*Challenge*: Put every line of the listing below into a numbered list, skipping any blank lines and leaving out the picture.

## BEGIN

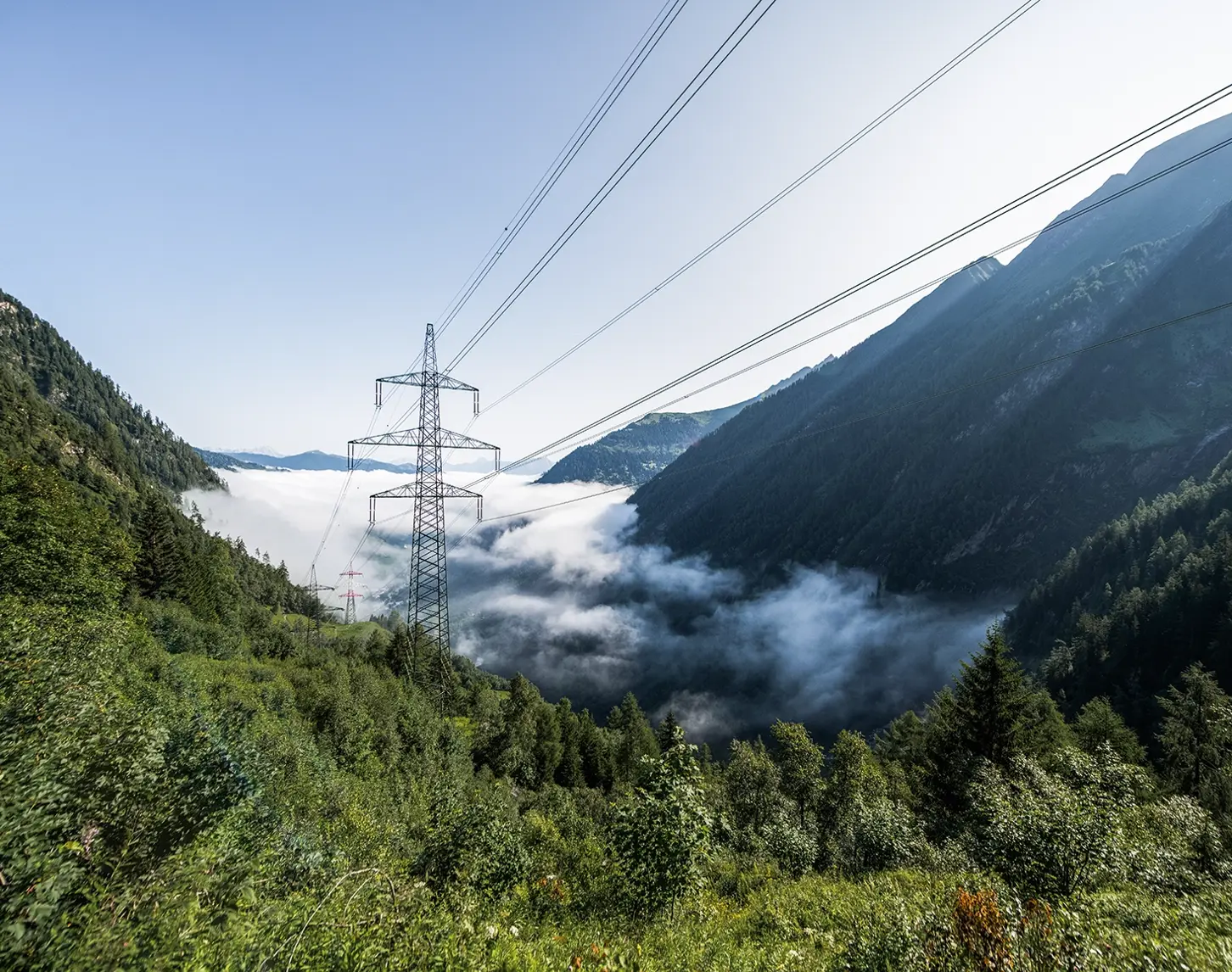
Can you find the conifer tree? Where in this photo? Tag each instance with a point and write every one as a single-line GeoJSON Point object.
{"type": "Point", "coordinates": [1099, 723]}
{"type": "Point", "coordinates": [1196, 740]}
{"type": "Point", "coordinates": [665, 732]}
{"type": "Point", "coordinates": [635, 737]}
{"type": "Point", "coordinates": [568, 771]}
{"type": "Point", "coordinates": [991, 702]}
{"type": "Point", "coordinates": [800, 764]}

## END

*Solved problem*:
1. Can you find the conifer tree? Where in this photo? Tag each instance with a point and write every one as a single-line GeoJSON Point object.
2. {"type": "Point", "coordinates": [1099, 723]}
3. {"type": "Point", "coordinates": [1196, 740]}
4. {"type": "Point", "coordinates": [665, 732]}
5. {"type": "Point", "coordinates": [635, 737]}
6. {"type": "Point", "coordinates": [568, 771]}
7. {"type": "Point", "coordinates": [991, 702]}
8. {"type": "Point", "coordinates": [800, 764]}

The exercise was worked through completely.